DIRECTIVE – Which lines in the data below contain the string "head"? Collect and copy each of them, treating uppercase and lowercase as different.

DATA IN THIS EXERCISE –
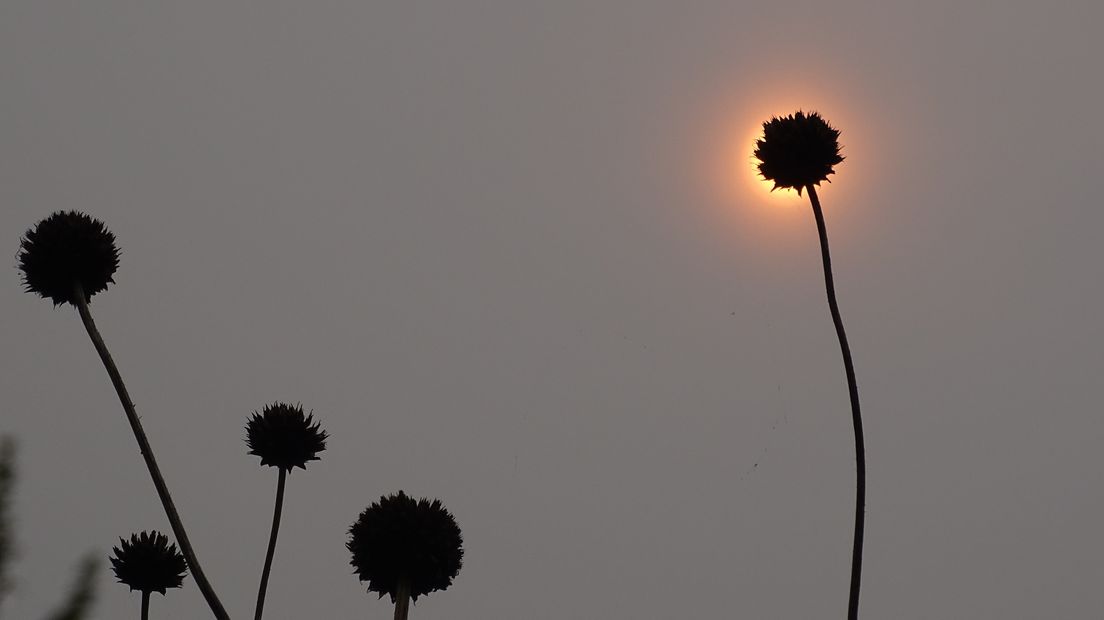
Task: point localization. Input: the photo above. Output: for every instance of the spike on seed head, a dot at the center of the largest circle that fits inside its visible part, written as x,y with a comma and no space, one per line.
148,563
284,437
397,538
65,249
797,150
* * *
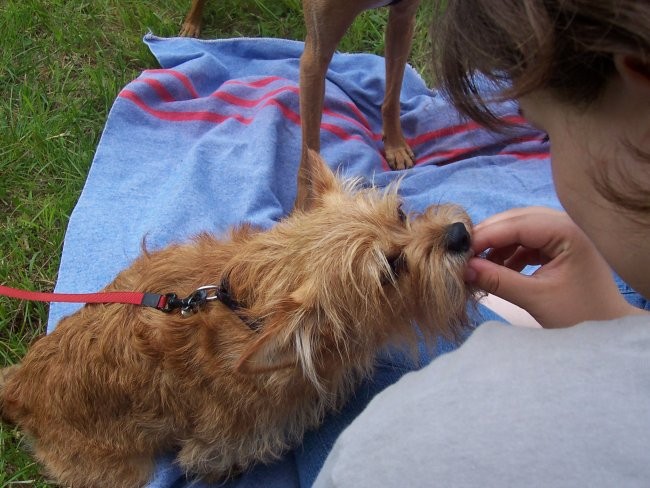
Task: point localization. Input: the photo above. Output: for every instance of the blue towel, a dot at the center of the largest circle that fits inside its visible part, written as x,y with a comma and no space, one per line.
==
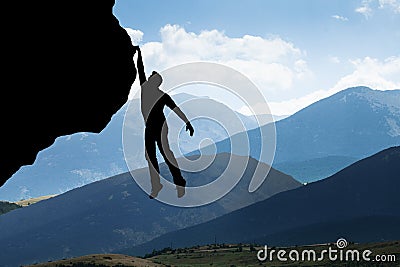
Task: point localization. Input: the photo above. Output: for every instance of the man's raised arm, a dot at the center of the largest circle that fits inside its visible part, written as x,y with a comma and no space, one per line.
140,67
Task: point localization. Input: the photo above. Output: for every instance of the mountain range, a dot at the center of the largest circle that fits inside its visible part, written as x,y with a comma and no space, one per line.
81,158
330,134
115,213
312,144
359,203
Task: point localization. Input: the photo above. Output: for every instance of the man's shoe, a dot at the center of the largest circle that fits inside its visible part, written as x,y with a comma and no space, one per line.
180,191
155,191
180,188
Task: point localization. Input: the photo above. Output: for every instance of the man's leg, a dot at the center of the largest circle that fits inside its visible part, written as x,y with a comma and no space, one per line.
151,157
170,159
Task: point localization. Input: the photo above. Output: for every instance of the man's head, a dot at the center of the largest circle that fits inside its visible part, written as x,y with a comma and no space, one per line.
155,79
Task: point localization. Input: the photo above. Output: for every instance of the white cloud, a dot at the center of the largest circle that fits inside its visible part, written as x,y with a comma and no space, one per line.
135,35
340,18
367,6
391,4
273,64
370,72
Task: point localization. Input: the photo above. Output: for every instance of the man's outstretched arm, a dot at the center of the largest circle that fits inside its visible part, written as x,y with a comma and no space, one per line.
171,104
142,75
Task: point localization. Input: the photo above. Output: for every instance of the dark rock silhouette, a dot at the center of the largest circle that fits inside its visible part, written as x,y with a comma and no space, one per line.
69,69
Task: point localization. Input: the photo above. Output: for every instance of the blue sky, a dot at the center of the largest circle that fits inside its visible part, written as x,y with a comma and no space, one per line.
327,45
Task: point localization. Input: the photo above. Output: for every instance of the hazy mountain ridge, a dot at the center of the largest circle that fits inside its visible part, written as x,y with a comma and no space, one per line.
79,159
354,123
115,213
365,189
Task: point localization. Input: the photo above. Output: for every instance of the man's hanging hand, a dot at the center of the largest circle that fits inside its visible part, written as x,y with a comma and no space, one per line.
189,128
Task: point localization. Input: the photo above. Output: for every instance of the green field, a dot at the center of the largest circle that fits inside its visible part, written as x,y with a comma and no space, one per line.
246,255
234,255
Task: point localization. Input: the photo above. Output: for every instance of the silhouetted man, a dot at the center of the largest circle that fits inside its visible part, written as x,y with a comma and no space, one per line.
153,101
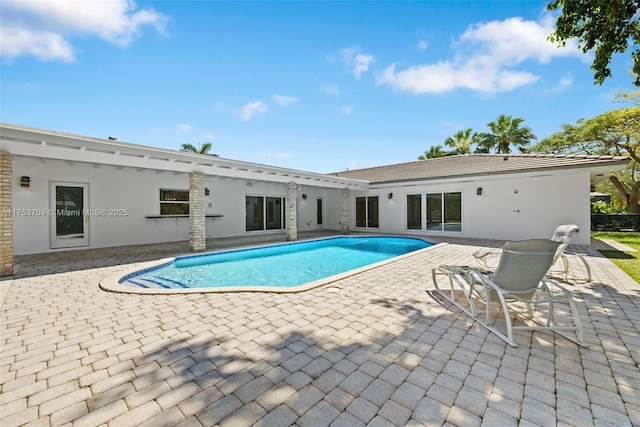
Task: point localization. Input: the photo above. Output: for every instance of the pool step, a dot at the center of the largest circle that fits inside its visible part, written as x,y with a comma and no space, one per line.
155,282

ANSWER FOR THE TASK –
Task: point localization. Input: the photo above. Output: for every instance of the spike on seed head, a dot at the center of the largest circle that fits inside its visible part, written as x,y with a comma and no space, one per line.
Task: point localization. Input: the photo above. Output: for every instance of the man's head, a dot at the center of the largest circle that fits inside its visible part, written as x,y with a comma and no space, one per line.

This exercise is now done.